[TASK DIRECTIONS]
Retype the stretch of the passage about the first night home from rehab from "Earlier, though, shortly" through "a two-person job.", keeping every word and mark as it appears.

[PASSAGE]
- - - -
My wife’s first night home from another rehab center was uneventful, more or less. The event I was expecting—the arrival of a person to look out after my wife from 8 pm last night to 8 am this morning—did not occur. A no-show. So, the duties fell to me. I remain unskilled and bumbling.
Earlier, though, shortly after my wife arrived home, I was able to transfer her from a wheelchair to the hospital bed. That was despite the fact that the sling was poorly positioned in the wheelchair. I managed to adjust the sling (which had been effectively “tied” to the wheelchair with the straps of a purse and an overnight bag) enough to attach it to the Hoyer lift. Though the process was neither pretty nor smooth, I got it done. For the sake of safety, the process is and should be a two-person job.
A few hours later, a representative from a hospice visited with us for an hour or two. I was ready to sign up until I learned that some of the medications my wife takes would not be provided to her. Though hospice would provide medications and medical equipment, the provisions would be made under some Medicare per diem limitations that make it impossible to cover more expensive medications. I also learned that she would no longer be cared for by her cardiologist and her primary care physician. So, we opted to think about it over the weekend. In the meantime, she will not have access to nurses, etc.
In spite of the rather unpleasant surprise of a no-show caregiver and the reality of hospice, a pleasant surprise saved the evening (more or less). My wife’s friend/our neighbor called earlier in the day to offer to bring dinner. I gladly accepted. She brought us baked potato soup with condiments of cheese and bacon bits, toasted baguette, and superb chocolate cake. I had scrambled, earlier in the day, to buy frozen microwavable dinners. The homemade soup was so, so much better than what we otherwise would have had.
- - - -
[Region pointing data]

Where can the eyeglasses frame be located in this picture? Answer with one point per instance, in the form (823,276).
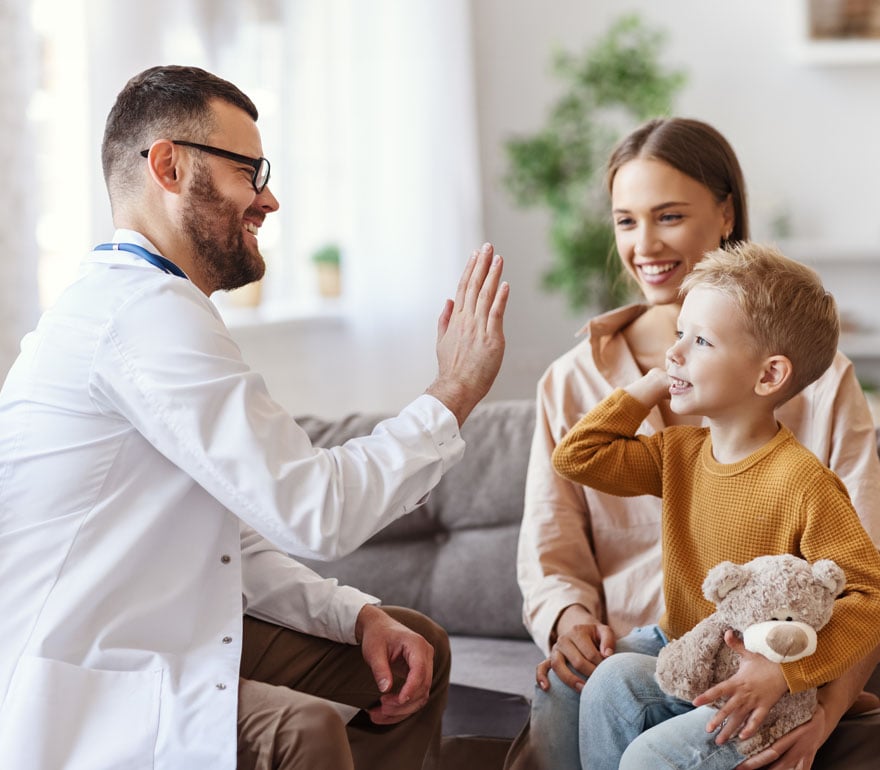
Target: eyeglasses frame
(255,163)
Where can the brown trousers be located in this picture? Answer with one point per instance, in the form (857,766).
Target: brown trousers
(283,724)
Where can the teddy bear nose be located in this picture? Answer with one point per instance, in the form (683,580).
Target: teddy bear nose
(787,640)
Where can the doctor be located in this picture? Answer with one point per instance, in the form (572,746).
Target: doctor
(150,488)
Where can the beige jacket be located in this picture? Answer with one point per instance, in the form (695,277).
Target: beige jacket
(580,546)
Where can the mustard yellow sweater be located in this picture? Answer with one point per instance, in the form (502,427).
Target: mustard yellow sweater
(780,499)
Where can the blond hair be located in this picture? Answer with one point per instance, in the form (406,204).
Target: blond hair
(784,306)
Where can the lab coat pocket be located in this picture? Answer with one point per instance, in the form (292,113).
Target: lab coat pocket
(58,715)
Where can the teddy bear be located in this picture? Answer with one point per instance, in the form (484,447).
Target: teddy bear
(776,604)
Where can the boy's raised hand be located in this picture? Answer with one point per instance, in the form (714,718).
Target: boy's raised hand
(650,389)
(751,692)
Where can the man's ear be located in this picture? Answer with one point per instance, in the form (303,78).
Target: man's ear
(776,374)
(163,161)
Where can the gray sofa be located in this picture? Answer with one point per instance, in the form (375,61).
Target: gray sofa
(454,559)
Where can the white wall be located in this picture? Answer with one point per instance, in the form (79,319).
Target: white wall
(808,137)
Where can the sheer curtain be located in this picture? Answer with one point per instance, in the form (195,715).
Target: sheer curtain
(393,112)
(18,249)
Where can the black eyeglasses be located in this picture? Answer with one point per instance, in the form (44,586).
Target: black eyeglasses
(260,165)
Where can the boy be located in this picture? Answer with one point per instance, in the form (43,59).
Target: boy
(755,328)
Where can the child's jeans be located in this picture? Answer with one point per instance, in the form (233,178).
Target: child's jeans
(622,719)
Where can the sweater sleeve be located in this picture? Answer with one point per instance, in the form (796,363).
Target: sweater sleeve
(603,451)
(833,531)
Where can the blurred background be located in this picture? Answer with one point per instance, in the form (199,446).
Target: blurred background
(389,125)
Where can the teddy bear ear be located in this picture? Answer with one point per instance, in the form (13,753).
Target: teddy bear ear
(723,578)
(831,577)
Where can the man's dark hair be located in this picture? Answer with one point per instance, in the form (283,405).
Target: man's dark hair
(172,102)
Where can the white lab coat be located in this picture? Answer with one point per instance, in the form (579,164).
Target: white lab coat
(143,471)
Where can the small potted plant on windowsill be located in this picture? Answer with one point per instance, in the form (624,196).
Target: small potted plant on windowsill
(327,261)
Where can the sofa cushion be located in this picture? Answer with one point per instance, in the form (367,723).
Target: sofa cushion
(454,559)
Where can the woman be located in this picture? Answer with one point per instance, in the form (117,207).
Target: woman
(589,564)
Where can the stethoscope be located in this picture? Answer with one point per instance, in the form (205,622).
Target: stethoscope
(166,265)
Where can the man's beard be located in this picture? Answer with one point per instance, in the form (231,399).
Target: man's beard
(216,231)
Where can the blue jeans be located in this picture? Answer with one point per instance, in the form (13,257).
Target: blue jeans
(623,720)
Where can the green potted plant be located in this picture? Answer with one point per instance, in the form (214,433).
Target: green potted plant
(327,261)
(616,84)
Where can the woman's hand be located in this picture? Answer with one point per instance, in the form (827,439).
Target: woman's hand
(582,643)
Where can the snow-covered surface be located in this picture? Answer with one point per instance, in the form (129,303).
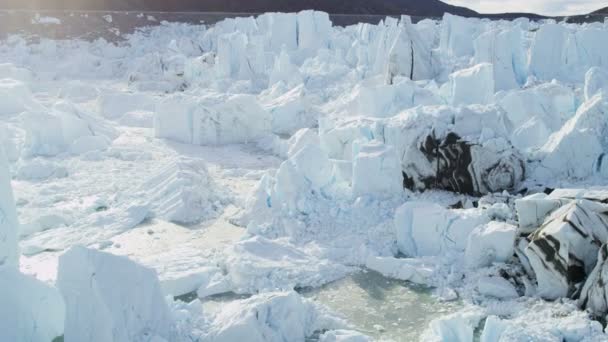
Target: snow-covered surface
(262,156)
(30,310)
(133,311)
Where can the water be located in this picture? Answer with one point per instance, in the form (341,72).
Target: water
(381,307)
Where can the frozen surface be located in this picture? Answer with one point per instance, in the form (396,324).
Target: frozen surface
(134,311)
(30,310)
(265,155)
(9,225)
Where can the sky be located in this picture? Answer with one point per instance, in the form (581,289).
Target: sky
(546,7)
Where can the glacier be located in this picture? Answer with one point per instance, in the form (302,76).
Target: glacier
(213,182)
- - - -
[SOLUTION TO THE EXERCISE]
Earlier, though, shortly after my wife arrived home, I was able to transfer her from a wheelchair to the hospital bed. That was despite the fact that the sling was poorly positioned in the wheelchair. I managed to adjust the sling (which had been effectively “tied” to the wheelchair with the straps of a purse and an overnight bag) enough to attach it to the Hoyer lift. Though the process was neither pretty nor smooth, I got it done. For the sake of safety, the process is and should be a two-person job.